• **Exercise requirements**
Transcribe the listing exactly, so that nothing but the pictures is missing.
= = = =
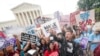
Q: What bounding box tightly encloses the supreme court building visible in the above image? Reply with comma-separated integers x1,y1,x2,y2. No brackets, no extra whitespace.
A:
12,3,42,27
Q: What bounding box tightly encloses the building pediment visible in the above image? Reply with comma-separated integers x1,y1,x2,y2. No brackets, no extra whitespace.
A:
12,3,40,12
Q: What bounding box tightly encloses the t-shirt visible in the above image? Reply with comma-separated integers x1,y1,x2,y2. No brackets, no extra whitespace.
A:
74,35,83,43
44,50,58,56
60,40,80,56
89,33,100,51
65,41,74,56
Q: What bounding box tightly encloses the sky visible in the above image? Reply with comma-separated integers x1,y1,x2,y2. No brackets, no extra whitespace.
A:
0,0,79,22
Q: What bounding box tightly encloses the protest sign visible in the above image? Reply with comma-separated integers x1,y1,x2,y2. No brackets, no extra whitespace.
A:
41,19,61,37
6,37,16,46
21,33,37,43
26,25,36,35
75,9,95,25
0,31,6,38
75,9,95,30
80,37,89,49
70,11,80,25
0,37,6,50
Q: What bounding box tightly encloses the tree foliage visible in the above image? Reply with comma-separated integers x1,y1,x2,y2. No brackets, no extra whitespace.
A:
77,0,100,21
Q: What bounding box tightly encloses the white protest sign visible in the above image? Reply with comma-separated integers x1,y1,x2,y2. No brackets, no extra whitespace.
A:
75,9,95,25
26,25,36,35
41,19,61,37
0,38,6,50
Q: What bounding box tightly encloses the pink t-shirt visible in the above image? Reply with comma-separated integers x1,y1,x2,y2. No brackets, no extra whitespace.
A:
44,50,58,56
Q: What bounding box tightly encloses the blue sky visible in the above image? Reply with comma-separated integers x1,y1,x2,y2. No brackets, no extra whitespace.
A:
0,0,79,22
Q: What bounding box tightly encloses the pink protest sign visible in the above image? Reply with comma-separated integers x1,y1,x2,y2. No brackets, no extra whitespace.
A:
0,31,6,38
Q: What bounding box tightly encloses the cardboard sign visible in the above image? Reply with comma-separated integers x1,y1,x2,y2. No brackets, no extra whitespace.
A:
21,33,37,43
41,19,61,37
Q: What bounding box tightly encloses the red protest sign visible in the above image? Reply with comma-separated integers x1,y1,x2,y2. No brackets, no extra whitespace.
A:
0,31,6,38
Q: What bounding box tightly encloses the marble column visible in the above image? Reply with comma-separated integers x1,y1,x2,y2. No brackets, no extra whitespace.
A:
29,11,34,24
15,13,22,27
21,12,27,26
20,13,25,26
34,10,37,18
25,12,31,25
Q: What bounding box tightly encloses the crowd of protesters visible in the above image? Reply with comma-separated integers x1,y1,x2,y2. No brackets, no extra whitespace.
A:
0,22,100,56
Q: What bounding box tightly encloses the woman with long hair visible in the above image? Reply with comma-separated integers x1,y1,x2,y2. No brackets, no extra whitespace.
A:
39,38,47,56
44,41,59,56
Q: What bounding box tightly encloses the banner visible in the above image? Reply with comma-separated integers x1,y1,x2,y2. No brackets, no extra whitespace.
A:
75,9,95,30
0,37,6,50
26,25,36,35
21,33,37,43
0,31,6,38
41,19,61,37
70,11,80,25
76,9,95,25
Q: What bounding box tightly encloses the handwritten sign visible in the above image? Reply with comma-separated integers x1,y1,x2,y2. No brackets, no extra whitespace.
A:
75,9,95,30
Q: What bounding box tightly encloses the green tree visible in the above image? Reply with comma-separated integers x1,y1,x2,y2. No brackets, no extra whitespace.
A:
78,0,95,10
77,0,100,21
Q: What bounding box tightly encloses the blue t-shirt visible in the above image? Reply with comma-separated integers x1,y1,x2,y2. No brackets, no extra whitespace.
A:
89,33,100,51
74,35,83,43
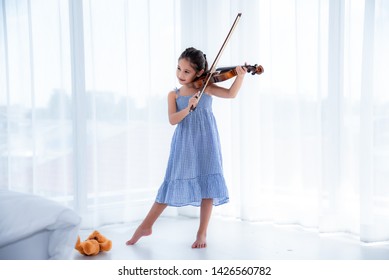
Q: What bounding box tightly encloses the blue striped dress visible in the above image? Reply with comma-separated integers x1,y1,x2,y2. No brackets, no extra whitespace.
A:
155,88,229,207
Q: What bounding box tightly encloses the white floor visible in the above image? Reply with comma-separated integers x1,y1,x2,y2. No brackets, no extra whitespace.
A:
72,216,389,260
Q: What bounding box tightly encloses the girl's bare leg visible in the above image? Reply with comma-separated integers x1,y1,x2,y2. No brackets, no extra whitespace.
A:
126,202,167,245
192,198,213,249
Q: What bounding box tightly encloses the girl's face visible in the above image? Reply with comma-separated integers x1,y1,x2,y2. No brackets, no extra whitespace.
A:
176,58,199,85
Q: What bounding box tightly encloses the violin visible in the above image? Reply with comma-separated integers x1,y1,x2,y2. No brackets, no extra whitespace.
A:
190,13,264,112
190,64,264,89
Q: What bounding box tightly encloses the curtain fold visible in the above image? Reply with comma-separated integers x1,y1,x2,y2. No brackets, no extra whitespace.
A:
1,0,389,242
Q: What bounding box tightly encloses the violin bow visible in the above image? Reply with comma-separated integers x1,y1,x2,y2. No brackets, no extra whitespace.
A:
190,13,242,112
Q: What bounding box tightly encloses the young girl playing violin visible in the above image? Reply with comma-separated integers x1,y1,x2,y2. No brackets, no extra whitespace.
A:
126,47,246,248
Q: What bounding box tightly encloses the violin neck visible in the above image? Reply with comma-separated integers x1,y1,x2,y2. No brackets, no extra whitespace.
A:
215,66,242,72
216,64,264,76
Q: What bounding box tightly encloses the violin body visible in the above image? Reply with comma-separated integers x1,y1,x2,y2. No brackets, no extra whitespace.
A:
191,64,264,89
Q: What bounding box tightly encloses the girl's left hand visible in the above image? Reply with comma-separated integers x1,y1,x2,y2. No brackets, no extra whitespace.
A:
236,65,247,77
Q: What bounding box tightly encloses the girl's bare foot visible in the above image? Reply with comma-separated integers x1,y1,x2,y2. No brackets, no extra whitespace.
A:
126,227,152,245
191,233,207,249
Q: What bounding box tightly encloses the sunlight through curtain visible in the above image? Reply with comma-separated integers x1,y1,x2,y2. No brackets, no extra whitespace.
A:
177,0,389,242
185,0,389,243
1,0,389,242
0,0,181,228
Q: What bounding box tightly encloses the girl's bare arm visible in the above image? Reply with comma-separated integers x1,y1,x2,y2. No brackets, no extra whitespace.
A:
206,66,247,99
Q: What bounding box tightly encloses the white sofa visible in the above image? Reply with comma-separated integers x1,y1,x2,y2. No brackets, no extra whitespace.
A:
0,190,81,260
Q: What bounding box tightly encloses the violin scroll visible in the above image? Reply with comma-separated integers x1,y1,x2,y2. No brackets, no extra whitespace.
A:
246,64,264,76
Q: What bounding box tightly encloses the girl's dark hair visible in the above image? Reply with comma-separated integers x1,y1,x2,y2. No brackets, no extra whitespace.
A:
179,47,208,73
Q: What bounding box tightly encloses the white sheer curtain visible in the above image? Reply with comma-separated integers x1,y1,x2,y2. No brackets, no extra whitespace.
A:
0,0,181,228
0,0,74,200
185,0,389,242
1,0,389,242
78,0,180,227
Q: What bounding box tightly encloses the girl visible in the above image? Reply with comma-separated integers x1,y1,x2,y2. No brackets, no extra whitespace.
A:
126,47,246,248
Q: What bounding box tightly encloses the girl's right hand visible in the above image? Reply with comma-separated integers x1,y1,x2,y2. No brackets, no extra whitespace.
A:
= = = =
• **Exercise output**
Q: What bounding box tightly encloses the supreme court building visible in the above image? Reply with comma-separated integers x1,y1,x2,y2. No brackets, no extra whitespace.
A:
12,3,42,27
Q: What bounding box tightly encloses the building pediment visible in the above image? Reply with comma-separated integers x1,y1,x2,y2. No brackets, no extra whitespace.
A:
12,3,40,12
Q: What bounding box tightly encloses the t-shirt visible in the above image? Reply with comma-separated integers x1,y1,x2,y2. No brackets, no extra whitespace.
A:
74,35,83,43
44,50,58,56
60,40,80,56
89,33,100,51
65,41,74,56
Q: What bounding box tightly encloses the sky visible in the above image? Reply with comma-separated integers x1,y1,x2,y2. No brackets, no extra whitespace.
A:
0,0,79,22
Q: What bounding box tightly encloses the protest sign visible in the above image? Reply with comma-separated integers x1,y1,x2,y2. No brackets, no extra whitespace.
A:
41,19,61,37
6,37,16,46
21,33,37,43
26,25,36,35
75,9,95,25
0,31,6,38
75,9,95,30
80,37,89,49
70,11,80,25
0,37,6,50
Q: What bounding box tightly encloses the tree foliage visible in the above image? Reply with comma-separated integers x1,y1,x2,y2. No brackets, no extra whitespace.
A:
77,0,100,21
Q: What bounding box tightly encloses the white protest sign visible in the above image? Reply with comma-separated integers x1,y1,x2,y2. No brackets, no extra whitespace.
A:
75,9,95,25
26,25,36,35
41,19,61,37
0,38,6,50
Q: What bounding box tightly encloses the pink t-shirt visible in the above image? Reply with comma-separated integers x1,y1,x2,y2. No brackets, no extra whitespace.
A:
44,50,58,56
Q: What bounding box tightly encloses the blue sky visible in the above image? Reply with comma-separated integers x1,y1,x2,y2. No brackets, no extra whitespace.
A:
0,0,79,22
Q: What bounding box tightly encloses the pink protest sign visible in the above image? Reply with comma-separated integers x1,y1,x2,y2. No brackets, no extra whitespace.
A:
0,31,6,38
Q: What bounding box tightly encloses the cardboard sign visible in the above image? Reply with comma-separated integers x1,y1,x2,y2. No brackets, no extra whitespace.
A:
21,33,37,43
41,19,61,37
Q: What bounding box tightly encloses the red protest sign visible in the above image? Reply with comma-separated integers x1,y1,x2,y2. No brackets, no extra whitespace.
A:
0,31,6,38
Q: What bounding box tightly encloses the marble column visible in the above image? Reply with comma-separated integers x1,y1,x2,y2. No brackets, no extra whitespace.
A:
29,11,34,24
15,13,22,27
21,12,27,26
20,13,25,26
34,10,37,18
25,12,31,25
Q: What bounding box tightly encloses the crowd of protesters visible in the above image? Reply with comma-separated integers x1,y1,x2,y2. No brackets, no extra whitespace.
A:
0,22,100,56
Q: What bounding box tightly encloses the woman with long hair visible in the above image? Reply with comma-separated integers x1,y1,x2,y2. No brackets, no extra whitespace.
A:
39,38,47,56
44,41,59,56
Q: What bounding box tightly encloses the banner visible in the above image? Reply with comma-separated integers x1,y1,x2,y2. No brackets, no extra whitespace.
A:
75,9,95,30
0,37,6,50
26,25,36,35
21,33,37,43
0,31,6,38
41,19,61,37
70,11,80,25
76,9,95,25
Q: What bounding box tightly encloses the handwritten sign visible in the above image? Reply with comma-separated integers x1,y1,x2,y2. No brackets, no extra whitespace.
A:
75,9,95,30
Q: What bounding box tightly encloses the green tree visible in the above image? Reply with comma-separated integers x1,y1,x2,y2. No brackets, no extra whitespace.
A:
78,0,95,10
77,0,100,21
Q: What bounding box tightly encloses the blue t-shirt visible in the above image? Reply with comma-separated integers x1,y1,x2,y2. No brackets, no extra whitespace.
A:
89,33,100,51
74,35,83,43
Q: What bounding box tightly encloses the blue striped dress visible in the above image? Reply with comma-separated integers x1,y1,x2,y2. No brackets, no extra whitespace.
A:
155,88,229,207
Q: What bounding box tightly encloses the white floor visible in the above image? Reply with comma-separated integers x1,y1,x2,y2. No brackets, no extra whitespace.
A:
72,216,389,260
Q: What bounding box tightly encloses the girl's bare leg visible in the above image? Reply with comma-separated integers x1,y1,x2,y2. No brackets, no extra whitespace.
A:
126,202,167,245
192,198,213,249
Q: What bounding box tightly encloses the girl's face visible in the above image? Reply with comma-separated integers x1,y1,x2,y2. No brackets, no extra whitespace.
A:
176,58,199,85
Q: What bounding box tightly encloses the violin visible in the above image? Reply with comma-separated integers x1,y1,x2,y2. No brackets, no extra whitespace.
A:
190,13,264,112
190,64,264,89
Q: What bounding box tightly encloses the curtain fold visible in the above image? Reply with comma-separated integers x1,y1,x2,y2. No brackets, no extra whitespace.
A:
1,0,389,242
Q: What bounding box tightly encloses the violin bow visible in the above image? Reply with comma-separated integers x1,y1,x2,y2. No brackets, no extra whitespace.
A:
190,13,242,112
Q: What bounding box tightly encloses the young girl playing violin visible in the above image? Reply with comma-separated integers x1,y1,x2,y2. No brackets, no extra whitespace.
A:
126,47,246,248
Q: What bounding box tightly encloses the violin neck visible in the above image? Reply with comma-separated integers x1,y1,x2,y2. No brackets, no extra whitespace.
A:
215,66,242,72
216,64,264,76
Q: What bounding box tightly encloses the violin body visible in the above image? Reply with comma-separated integers x1,y1,x2,y2. No brackets, no extra whitespace.
A:
191,64,264,89
Q: What bounding box tightly encloses the girl's left hand visible in the above image? Reply with comma-separated integers x1,y1,x2,y2. No brackets, no extra whitespace.
A:
236,65,247,77
Q: What bounding box tightly encloses the girl's bare foot visible in the above image? Reply with comma-separated integers x1,y1,x2,y2. No brackets, no extra whitespace.
A:
126,227,152,245
191,233,207,249
Q: What bounding box tightly encloses the sunlight through curtain visible in the above image? Reply with comma-separated integers x1,y1,x2,y2. No brackets, no extra whitespace.
A:
177,0,389,242
185,0,389,243
1,0,389,242
0,0,181,228
Q: What bounding box tightly encloses the girl's bare arm visible in the above image? Reply with comma-separated integers x1,y1,x2,y2. No brackets, no extra whitespace.
A:
206,66,247,99
Q: What bounding box tightly encloses the white sofa visible in the above image? Reply with comma-separated integers x1,y1,x2,y2. No brackets, no extra whitespace.
A:
0,190,81,260
Q: What bounding box tightly encloses the violin scroll visible in the above image? Reply with comma-separated integers x1,y1,x2,y2. No brackets, no extra whitespace.
A:
246,64,264,76
Q: What bounding box tightly encloses the girl's dark hair visible in the above image? Reply with comma-separated integers x1,y1,x2,y2. No brackets, no extra whitespace.
A:
179,47,208,73
Q: What bounding box tightly encloses the white sheer curtain visible in the above image? Reply with comma-separated integers x1,y1,x2,y2. No brackets, no extra whitespace.
A:
0,0,181,228
0,0,74,200
185,0,389,242
1,0,389,242
78,0,180,227
Q: What bounding box tightly encloses the girl visible in the above image? Reply with comma-separated integers x1,y1,x2,y2. No brackets, no extra whitespace.
A:
126,47,246,248
Q: What bounding box tightly encloses the girl's right hand visible in the above image? Reply with comma-separated integers x1,y1,x2,y2. No brackets, no extra whitespace.
A:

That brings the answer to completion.